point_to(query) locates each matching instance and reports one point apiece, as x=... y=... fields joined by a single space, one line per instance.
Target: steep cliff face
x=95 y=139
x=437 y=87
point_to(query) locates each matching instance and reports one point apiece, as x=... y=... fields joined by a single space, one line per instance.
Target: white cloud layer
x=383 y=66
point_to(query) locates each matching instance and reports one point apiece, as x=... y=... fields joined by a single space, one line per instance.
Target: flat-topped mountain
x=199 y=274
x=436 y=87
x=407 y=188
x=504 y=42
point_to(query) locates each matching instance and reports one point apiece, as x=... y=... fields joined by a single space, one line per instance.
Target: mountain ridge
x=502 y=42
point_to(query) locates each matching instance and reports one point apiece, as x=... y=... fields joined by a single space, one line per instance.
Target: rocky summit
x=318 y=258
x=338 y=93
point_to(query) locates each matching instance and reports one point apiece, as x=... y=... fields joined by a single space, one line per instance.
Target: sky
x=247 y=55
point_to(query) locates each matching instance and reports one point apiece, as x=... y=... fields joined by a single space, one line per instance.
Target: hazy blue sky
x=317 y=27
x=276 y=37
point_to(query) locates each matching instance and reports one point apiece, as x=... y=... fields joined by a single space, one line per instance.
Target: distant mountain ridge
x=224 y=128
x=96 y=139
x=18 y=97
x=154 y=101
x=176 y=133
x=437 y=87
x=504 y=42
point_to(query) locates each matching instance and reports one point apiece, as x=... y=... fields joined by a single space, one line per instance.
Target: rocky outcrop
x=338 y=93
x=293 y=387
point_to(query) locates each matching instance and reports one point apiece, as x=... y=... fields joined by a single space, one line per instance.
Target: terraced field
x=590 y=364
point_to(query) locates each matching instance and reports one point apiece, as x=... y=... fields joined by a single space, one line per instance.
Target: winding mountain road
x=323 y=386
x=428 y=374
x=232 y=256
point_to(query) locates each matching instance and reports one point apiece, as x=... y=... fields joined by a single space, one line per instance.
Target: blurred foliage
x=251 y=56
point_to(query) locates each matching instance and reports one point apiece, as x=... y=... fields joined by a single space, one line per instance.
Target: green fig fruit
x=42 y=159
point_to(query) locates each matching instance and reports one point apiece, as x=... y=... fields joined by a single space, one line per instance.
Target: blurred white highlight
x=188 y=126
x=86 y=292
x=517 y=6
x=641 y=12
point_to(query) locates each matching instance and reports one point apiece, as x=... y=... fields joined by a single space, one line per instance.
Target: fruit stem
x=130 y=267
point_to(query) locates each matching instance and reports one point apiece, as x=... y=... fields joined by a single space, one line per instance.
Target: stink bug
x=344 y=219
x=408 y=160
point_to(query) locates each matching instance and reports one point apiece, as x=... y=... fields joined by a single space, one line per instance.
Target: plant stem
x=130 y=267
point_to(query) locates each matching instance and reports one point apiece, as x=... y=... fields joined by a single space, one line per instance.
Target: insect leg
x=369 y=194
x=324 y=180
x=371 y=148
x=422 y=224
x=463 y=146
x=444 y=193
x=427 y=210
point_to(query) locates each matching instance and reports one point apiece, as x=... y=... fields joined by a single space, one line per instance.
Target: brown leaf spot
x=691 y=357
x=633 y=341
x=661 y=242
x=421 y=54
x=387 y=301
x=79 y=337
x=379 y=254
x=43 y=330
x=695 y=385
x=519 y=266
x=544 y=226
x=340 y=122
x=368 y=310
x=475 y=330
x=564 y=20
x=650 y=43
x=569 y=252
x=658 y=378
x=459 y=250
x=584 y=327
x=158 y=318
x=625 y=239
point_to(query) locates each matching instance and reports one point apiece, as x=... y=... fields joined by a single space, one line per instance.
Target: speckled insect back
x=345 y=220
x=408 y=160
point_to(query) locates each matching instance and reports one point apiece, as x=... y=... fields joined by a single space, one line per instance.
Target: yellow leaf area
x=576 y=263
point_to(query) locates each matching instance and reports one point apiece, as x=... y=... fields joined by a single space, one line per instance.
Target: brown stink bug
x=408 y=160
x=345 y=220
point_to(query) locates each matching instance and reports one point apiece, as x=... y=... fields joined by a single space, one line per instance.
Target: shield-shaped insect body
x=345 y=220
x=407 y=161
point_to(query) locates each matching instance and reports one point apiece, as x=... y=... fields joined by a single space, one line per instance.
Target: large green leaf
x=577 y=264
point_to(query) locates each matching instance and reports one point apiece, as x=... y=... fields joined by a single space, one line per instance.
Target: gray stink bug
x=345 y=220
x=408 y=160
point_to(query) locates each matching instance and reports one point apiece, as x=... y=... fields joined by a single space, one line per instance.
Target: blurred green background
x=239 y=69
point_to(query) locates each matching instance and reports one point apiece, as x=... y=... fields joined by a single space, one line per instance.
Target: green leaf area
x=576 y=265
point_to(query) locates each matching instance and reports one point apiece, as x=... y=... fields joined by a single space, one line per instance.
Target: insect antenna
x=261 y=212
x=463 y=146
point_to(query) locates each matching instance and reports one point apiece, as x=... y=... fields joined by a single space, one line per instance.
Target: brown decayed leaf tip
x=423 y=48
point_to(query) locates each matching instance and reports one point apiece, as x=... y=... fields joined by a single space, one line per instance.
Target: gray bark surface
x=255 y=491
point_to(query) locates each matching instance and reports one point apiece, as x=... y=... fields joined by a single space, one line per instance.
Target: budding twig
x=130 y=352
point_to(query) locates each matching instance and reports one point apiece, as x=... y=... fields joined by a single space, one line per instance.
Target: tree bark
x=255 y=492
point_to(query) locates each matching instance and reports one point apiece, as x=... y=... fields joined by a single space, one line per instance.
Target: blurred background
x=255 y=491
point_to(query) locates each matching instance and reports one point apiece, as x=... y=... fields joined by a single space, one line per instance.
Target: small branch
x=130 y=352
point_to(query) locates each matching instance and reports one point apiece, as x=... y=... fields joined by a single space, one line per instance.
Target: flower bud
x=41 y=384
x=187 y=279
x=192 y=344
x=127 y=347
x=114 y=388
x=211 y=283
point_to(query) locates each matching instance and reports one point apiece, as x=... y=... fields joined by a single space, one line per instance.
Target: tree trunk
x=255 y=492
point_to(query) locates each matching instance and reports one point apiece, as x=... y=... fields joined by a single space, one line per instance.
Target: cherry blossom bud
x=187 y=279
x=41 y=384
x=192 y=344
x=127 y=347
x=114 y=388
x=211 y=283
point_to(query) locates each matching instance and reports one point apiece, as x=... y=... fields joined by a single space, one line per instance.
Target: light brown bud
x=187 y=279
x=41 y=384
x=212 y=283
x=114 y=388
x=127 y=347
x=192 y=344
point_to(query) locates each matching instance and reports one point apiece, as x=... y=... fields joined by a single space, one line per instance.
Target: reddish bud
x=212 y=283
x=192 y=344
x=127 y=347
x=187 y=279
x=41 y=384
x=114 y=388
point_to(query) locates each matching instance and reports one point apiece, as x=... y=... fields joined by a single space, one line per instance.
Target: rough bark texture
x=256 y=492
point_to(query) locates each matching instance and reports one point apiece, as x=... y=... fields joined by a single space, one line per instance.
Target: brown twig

============================================================

Extract the complete listing verbatim.

**The result:**
point_to(query) locates each matching instance and reports one point apiece, as x=... y=... fields joined by a single space, one line per instance.
Target: steep cliff face
x=95 y=139
x=437 y=87
point_to(query) locates each matching instance and reports one point apiece, as x=... y=... fields joined by a single space, one line per instance.
Target: white cloud layer
x=383 y=66
point_to(query) locates each matching instance and reports one point apiece, as x=... y=... fields joined by a single space, one line per instance.
Target: flat-topped mountain
x=199 y=274
x=436 y=87
x=407 y=188
x=504 y=42
point_to(query) locates each matching instance and reports one point apiece, as x=... y=... fields joined by a single space, one line per instance.
Target: mountain ridge
x=502 y=42
point_to(query) locates each matching instance and reports one point apiece, as x=... y=... fields joined by a single space, one line per instance.
Target: rocky summit
x=318 y=258
x=338 y=93
point_to(query) locates each matching instance and reports one point apiece, as x=... y=... fields joined by a single space, one line per instance.
Target: sky
x=247 y=55
point_to(query) locates each matching instance and reports one point apiece, as x=... y=... fields joined by a single space, one line per instance.
Target: hazy blue sky
x=317 y=27
x=276 y=37
point_to(query) locates each matching instance and reports one point apiece, as x=... y=... fields joined by a single space, one line per instance.
Target: distant mountain ridge
x=224 y=128
x=96 y=139
x=18 y=97
x=154 y=101
x=176 y=133
x=437 y=87
x=504 y=42
point_to(query) locates each matching instance and reports one point apiece, as x=... y=... fields joined by a single space, one line per instance.
Target: rocky outcrop
x=338 y=93
x=293 y=387
point_to(query) locates each matching instance and reports one point apiece, as x=... y=... fields joined by a single space, one line per instance.
Target: terraced field
x=590 y=364
point_to(query) locates each matching instance and reports one point apiece, as x=... y=... fields joined by a single space, one line per instance.
Target: winding mountain road
x=323 y=386
x=428 y=374
x=232 y=256
point_to(query) locates each matching instance and reports one point apiece, as x=... y=... fields joined by a single space, one line per instance.
Target: blurred foliage
x=251 y=56
point_to(query) locates each matching instance and reports one point apiece, as x=... y=... fields joined by a single space, one line per instance.
Target: green fig fruit
x=42 y=159
point_to(query) locates each matching instance and reports one point apiece, as x=... y=... fields joined by a single space, one line per instance.
Target: blurred white highlight
x=188 y=126
x=86 y=292
x=517 y=6
x=641 y=12
point_to(query) locates each matching instance and reports one point apiece, as x=... y=... fields joined by a single space, one line per instance.
Target: fruit stem
x=130 y=267
point_to(query) locates each matching instance and reports one point apiece, as x=... y=... fields joined by a single space, one line per instance.
Target: stink bug
x=344 y=219
x=408 y=160
point_to(query) locates each matching instance and reports one point apiece, as x=... y=... fields joined by a single space, one line per instance.
Target: plant stem
x=130 y=267
point_to(query) locates each matching instance and reports one point apiece, as x=... y=... fields joined by a single space, one line per instance.
Target: insect leg
x=369 y=194
x=324 y=180
x=371 y=148
x=422 y=224
x=463 y=146
x=444 y=193
x=427 y=210
point_to(query) locates each matching instance and reports one point apiece, as x=... y=... fields joined by a single space, one line per instance.
Target: brown leaf spot
x=691 y=357
x=633 y=341
x=661 y=242
x=421 y=54
x=387 y=301
x=79 y=337
x=379 y=254
x=43 y=330
x=695 y=385
x=519 y=266
x=544 y=226
x=340 y=122
x=368 y=310
x=475 y=330
x=564 y=20
x=650 y=43
x=569 y=252
x=658 y=378
x=459 y=250
x=584 y=327
x=158 y=318
x=625 y=239
point_to(query) locates each matching instance and reports one point apiece, as x=... y=... fields joined by a single space, one line per instance.
Target: speckled insect back
x=345 y=220
x=408 y=160
point_to(query) locates each matching instance and reports one point apiece, as x=... y=... fields joined by a single space, one line per instance.
Target: yellow leaf area
x=576 y=263
point_to(query) locates each matching instance and reports one point apiece, as x=... y=... fields joined by a single space, one line per instance.
Target: brown stink bug
x=408 y=160
x=345 y=220
point_to(query) locates each matching instance and reports one point apiece, as x=... y=... fields joined by a single space, one line per instance.
Target: shield-shaped insect body
x=345 y=220
x=407 y=161
point_to(query) locates each matching instance and reports one point apiece, as x=... y=... fields joined by a single space, one line per instance.
Target: large green leaf
x=577 y=264
point_to(query) locates each matching instance and reports one point apiece, as x=... y=... fields joined by a single space, one line per instance.
Target: gray stink bug
x=345 y=220
x=408 y=160
point_to(query) locates each matching instance and reports one point apiece, as x=... y=... fields joined by a single space, one line per instance.
Target: blurred green background
x=239 y=69
point_to(query) locates each matching instance and reports one point apiece, as x=... y=... fields joined by a single space, one line per instance.
Target: green leaf area
x=576 y=265
point_to(query) locates each matching instance and reports one point apiece, as x=... y=... fields joined by a single space, one line per instance.
Target: insect antenna
x=261 y=212
x=463 y=146
point_to(query) locates each matching instance and reports one point apiece, as x=... y=... fields joined by a single space, one line per instance.
Target: brown decayed leaf tip
x=423 y=48
point_to(query) locates each matching instance and reports one point apiece, as x=... y=... fields joined by a single space, one line per instance.
Target: gray bark surface
x=255 y=491
point_to(query) locates each matching instance and reports one point apiece, as x=... y=... fields joined by a single space, one line per instance.
Target: budding twig
x=130 y=352
point_to(query) locates each matching instance and reports one point apiece, as x=... y=... fields joined by a single space, one line per instance.
Target: tree bark
x=255 y=492
point_to(query) locates each matching instance and reports one point apiece, as x=... y=... fields joined by a single space, one line per instance.
Target: blurred background
x=255 y=491
point_to(query) locates each matching instance and reports one point apiece, as x=... y=... fields joined by a single space, one line per instance.
Target: small branch
x=130 y=352
point_to(query) locates each matching instance and reports one point apiece, as x=... y=... fields joined by a single space, one line per instance.
Target: flower bud
x=41 y=384
x=187 y=279
x=192 y=344
x=127 y=347
x=114 y=388
x=211 y=283
point_to(query) locates each matching instance and reports one point apiece, as x=... y=... fields joined by a single space, one line per instance.
Target: tree trunk
x=255 y=492
point_to(query) locates each matching instance and reports one point apiece, as x=... y=... fields joined by a single space, one line per instance.
Target: cherry blossom bud
x=187 y=279
x=41 y=384
x=192 y=344
x=127 y=347
x=114 y=388
x=211 y=283
point_to(query) locates each matching instance and reports one point apiece, as x=... y=... fields joined by a single space, one line per instance.
Target: light brown bud
x=187 y=279
x=41 y=384
x=212 y=283
x=114 y=388
x=127 y=347
x=192 y=344
point_to(query) locates each matching instance and reports one point apiece, as x=... y=... fields joined by a single space, one line per instance.
Target: reddish bud
x=212 y=283
x=192 y=344
x=127 y=347
x=187 y=279
x=41 y=384
x=114 y=388
point_to(query) locates each matching instance and reports one point apiece, as x=... y=... fields joined by a single space, one line per instance.
Target: rough bark texture
x=256 y=492
point_to(query) locates each matching instance and reports one point apiece, as x=... y=... fields joined by a single space, one line per instance.
Target: brown twig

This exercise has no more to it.